Updated: Nov 19, 2020


The party takes no time to rest! There be snakes to kill!

"Let's go this way," Valour says, pointing this way.

"If we go that way, we're going the way they want us to go!" 🌱 says, pointing that way.

"They've been excited for us to come," Zanzibar says, unsure of whether or not they should go this or that way, but they're running out of demonstrative pronouns for directions to take, so they have to pick one of the ways!

Wait, what’s this? Zanzibar was the only party member who understood what the yuan-ti were saying? As if he, I don’t know, understands snake people?


Sound familiar?


Wanting to check out the dungeon, but also not wanting to die, the party decides to send forth an NPC! No, not Dragonbait…


This sounds like a quest for Quest!

Valour sends his celestial voodoo steed forth! The horse canters deeper into the yuan-ti hideaway and discovers a wooden pen with a triceratops munching on some triceratops nummies. Nearby are some carts, and Valour considers hooking Quest up to the carts.

▸ Aim 1
For each statement, indicate whether it agrees with the recap, answering yes or no and quoting the deciding words: (a) The party stops to rest before moving on. (b) The horse finds a triceratops in a wooden pen. (c) The party sends Dragonbait into the dungeon.
▸ Aim 2
Rename "Valour" as "Val" and write out everything in the recap from "Updated: Nov 19, 2020" down to "of the ways!" with that change.
▸ Aim 3
According to the recap, why does the party send an NPC forth instead of entering the dungeon themselves?
The lines that come after the recap have no connection to it.

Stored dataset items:
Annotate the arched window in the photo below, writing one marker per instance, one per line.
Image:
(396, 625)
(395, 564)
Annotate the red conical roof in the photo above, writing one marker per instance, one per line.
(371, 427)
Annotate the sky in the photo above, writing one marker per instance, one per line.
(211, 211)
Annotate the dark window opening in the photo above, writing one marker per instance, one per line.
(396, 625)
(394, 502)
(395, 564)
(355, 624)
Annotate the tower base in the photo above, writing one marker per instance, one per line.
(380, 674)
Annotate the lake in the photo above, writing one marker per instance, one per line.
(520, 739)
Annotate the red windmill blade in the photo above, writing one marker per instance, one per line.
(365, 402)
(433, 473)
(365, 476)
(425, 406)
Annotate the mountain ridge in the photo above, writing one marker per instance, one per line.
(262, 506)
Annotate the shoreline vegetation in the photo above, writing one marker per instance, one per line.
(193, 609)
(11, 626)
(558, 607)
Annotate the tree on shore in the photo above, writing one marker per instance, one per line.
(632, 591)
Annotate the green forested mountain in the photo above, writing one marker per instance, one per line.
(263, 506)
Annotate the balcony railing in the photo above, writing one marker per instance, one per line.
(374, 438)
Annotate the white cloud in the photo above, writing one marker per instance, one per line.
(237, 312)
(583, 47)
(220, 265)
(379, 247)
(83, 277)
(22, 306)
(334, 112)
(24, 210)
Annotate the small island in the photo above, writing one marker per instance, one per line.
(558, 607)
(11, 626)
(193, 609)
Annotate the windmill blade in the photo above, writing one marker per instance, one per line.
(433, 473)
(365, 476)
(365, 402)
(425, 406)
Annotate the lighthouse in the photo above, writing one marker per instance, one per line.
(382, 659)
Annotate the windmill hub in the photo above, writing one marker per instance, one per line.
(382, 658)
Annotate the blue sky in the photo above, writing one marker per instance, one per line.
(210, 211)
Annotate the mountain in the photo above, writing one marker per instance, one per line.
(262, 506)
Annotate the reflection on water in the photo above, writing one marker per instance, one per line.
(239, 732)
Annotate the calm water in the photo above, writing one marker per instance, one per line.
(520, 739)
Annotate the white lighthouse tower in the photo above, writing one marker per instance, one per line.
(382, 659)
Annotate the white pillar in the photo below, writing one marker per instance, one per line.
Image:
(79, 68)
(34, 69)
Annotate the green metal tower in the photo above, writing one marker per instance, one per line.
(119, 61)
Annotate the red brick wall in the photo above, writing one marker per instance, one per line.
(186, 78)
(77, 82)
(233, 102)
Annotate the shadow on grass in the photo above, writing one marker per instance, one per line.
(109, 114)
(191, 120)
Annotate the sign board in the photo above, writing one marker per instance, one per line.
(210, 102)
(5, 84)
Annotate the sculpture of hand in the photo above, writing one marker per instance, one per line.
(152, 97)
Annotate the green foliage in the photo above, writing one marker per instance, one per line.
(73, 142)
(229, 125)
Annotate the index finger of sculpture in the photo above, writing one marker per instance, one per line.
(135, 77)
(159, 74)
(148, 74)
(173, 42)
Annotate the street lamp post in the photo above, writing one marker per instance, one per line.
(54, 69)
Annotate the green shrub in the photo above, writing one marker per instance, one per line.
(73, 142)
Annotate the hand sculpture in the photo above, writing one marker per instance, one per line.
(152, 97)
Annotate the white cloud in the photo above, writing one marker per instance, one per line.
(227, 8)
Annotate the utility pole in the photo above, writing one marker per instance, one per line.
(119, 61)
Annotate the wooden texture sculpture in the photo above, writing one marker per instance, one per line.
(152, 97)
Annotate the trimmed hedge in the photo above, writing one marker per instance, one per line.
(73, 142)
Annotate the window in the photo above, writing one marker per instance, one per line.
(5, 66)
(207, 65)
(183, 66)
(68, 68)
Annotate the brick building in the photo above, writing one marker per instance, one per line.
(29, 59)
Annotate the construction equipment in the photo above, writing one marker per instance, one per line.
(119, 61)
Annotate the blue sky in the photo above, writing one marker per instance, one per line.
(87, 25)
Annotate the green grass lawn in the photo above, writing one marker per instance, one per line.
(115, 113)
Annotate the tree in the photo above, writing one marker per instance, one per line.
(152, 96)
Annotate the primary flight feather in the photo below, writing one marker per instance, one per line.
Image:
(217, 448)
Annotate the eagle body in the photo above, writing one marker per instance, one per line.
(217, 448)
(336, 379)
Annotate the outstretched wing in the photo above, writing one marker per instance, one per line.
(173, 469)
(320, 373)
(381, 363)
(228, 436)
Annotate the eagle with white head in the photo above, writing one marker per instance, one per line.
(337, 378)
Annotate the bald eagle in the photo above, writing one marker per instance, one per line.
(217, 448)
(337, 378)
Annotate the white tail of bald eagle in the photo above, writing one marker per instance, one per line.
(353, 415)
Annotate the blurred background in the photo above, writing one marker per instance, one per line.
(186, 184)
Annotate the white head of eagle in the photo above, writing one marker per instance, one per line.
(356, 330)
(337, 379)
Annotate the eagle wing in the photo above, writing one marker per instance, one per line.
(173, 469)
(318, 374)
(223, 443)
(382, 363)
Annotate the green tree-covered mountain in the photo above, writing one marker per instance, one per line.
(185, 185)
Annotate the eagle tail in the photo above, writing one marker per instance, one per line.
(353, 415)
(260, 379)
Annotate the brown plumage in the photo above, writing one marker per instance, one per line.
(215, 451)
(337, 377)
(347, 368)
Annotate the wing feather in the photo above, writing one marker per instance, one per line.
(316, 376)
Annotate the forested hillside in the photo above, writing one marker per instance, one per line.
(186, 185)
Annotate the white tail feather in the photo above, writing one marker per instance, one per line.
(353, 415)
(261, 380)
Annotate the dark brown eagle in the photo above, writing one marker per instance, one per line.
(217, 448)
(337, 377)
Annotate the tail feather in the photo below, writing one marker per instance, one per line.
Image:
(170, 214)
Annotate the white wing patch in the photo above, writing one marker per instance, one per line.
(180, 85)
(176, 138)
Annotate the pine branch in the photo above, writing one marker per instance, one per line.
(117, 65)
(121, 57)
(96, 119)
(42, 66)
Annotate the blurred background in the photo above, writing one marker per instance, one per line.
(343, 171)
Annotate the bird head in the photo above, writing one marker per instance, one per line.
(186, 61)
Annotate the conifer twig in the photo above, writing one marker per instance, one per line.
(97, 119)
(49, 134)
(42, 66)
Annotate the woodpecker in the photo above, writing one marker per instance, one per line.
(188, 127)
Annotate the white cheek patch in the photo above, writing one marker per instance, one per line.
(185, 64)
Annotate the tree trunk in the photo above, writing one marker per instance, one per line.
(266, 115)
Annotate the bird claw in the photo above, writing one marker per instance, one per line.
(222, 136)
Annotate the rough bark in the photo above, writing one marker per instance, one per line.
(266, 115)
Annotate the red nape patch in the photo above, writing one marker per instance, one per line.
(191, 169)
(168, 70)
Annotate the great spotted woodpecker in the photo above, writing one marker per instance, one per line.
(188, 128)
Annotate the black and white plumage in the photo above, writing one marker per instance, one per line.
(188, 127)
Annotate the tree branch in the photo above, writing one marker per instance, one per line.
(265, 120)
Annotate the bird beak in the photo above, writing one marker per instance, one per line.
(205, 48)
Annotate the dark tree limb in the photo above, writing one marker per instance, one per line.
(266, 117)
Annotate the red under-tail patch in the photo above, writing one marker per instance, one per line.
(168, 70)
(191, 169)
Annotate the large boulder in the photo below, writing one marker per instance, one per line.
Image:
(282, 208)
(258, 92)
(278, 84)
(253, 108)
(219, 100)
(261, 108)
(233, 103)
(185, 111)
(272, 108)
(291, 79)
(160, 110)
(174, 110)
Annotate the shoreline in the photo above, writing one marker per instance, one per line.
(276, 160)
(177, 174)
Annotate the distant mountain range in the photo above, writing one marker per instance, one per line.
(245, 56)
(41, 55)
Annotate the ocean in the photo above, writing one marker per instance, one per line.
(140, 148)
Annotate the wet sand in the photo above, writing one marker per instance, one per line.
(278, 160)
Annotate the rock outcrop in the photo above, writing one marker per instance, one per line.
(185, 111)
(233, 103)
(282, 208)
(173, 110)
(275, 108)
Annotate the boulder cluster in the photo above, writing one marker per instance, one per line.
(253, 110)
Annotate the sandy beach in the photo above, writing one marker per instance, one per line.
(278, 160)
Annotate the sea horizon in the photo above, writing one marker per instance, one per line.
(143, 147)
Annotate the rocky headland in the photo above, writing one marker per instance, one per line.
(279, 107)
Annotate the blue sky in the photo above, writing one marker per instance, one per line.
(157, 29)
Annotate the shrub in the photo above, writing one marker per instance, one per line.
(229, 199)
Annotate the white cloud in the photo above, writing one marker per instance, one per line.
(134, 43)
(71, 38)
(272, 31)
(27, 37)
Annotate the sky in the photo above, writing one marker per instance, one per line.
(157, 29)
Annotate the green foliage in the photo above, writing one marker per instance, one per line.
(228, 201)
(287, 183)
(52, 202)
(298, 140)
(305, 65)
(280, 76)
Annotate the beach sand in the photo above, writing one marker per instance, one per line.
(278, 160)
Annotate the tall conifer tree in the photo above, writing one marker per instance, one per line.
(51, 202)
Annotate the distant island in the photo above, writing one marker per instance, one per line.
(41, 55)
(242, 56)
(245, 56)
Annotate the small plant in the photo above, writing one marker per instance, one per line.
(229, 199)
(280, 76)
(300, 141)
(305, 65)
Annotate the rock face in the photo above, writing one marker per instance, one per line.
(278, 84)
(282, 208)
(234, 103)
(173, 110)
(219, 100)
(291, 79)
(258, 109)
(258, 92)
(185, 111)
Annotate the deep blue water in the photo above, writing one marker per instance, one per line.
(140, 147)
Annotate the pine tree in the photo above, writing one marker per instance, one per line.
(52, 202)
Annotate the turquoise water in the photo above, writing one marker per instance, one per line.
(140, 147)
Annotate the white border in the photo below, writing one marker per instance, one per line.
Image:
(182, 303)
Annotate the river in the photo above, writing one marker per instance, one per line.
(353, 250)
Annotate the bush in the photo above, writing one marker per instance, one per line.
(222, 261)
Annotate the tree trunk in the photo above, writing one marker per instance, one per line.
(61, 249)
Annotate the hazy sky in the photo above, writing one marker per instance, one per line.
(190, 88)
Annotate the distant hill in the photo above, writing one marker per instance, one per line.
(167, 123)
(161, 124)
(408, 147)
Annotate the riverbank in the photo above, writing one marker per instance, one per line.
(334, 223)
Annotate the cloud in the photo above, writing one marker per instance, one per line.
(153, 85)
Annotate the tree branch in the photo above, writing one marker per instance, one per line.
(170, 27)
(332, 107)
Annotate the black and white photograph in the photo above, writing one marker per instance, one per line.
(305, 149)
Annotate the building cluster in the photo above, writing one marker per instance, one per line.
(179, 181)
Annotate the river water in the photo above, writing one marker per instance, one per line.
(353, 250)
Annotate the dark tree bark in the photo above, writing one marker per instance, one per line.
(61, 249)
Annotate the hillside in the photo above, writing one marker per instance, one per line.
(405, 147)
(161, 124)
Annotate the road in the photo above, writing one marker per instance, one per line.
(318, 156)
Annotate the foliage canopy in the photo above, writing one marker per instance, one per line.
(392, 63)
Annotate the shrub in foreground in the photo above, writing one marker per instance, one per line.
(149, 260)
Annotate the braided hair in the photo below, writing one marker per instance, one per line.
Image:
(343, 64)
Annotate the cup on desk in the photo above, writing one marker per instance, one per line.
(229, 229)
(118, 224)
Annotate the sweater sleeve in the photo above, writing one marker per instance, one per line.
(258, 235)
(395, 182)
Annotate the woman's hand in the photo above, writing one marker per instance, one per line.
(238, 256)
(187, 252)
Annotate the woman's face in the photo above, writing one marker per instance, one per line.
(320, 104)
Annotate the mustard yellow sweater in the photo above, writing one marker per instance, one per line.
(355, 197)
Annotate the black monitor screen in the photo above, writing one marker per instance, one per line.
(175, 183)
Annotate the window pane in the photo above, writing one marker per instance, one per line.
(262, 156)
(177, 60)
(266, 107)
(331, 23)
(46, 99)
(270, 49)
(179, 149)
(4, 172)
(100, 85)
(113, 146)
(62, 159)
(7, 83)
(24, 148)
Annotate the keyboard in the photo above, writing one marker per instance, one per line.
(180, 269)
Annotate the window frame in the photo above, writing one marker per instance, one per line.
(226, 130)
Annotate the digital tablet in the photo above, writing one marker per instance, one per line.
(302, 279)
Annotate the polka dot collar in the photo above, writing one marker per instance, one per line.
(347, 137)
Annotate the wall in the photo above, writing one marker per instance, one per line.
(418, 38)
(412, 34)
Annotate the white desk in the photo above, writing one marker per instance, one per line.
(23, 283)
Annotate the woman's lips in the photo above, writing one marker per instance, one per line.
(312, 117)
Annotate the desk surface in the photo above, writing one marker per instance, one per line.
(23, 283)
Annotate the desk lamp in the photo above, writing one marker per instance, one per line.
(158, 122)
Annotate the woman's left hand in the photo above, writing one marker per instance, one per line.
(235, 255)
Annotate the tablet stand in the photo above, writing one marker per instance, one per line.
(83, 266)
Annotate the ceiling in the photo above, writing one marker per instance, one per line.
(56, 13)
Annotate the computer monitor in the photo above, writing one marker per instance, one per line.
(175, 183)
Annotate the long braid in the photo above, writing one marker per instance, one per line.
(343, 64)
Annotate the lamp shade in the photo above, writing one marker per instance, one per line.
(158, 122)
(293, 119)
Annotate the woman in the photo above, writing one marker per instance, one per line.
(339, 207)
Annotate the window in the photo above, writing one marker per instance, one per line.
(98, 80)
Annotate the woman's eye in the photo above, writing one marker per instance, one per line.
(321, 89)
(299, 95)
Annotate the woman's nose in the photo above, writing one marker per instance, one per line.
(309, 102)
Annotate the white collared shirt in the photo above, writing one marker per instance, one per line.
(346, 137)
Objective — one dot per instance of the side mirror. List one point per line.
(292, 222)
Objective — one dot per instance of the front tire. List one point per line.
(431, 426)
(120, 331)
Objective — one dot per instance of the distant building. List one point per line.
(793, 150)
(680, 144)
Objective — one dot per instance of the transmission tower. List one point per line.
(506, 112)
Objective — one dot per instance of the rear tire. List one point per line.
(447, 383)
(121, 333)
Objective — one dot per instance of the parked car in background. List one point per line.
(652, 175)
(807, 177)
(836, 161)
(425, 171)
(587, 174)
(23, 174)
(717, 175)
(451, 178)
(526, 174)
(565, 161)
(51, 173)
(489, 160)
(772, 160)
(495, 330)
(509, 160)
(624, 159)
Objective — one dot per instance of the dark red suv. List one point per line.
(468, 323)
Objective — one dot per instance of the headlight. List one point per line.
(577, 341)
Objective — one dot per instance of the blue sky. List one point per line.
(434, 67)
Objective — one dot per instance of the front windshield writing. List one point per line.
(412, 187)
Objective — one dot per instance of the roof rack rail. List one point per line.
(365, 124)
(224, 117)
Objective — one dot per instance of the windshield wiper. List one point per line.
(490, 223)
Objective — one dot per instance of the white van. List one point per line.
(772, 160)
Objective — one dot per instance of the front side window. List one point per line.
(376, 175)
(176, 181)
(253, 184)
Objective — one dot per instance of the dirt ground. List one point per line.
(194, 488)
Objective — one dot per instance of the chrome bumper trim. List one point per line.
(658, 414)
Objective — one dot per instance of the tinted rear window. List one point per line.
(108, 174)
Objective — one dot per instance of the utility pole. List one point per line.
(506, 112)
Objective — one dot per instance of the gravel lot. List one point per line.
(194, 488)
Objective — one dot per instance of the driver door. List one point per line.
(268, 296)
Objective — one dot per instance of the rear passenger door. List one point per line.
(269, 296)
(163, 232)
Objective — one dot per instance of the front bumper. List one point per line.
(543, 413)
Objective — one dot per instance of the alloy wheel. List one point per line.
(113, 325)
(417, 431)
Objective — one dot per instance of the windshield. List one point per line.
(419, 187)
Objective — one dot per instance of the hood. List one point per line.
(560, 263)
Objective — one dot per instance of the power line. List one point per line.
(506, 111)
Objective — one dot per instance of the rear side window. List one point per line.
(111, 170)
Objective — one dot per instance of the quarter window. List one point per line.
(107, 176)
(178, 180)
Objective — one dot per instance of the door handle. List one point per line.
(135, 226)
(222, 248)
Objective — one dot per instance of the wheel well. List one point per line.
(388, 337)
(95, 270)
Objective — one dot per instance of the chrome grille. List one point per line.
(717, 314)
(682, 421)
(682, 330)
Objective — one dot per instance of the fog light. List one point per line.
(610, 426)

▸ Correct answer 1
(a) No: "The party takes no time to rest!"
(b) Yes: "discovers a wooden pen with a triceratops munching on some triceratops nummies"
(c) No: "No, not Dragonbait…"

▸ Correct answer 2
Updated: Nov 19, 2020


The party takes no time to rest! There be snakes to kill!

"Let's go this way," Val says, pointing this way.

"If we go that way, we're going the way they want us to go!" 🌱 says, pointing that way.

"They've been excited for us to come," Zanzibar says, unsure of whether or not they should go this or that way, but they're running out of demonstrative pronouns for directions to take, so they have to pick one of the ways!

▸ Correct answer 3
The party wants to check out the dungeon but does not want to die. Sending an NPC ahead lets them explore without that risk.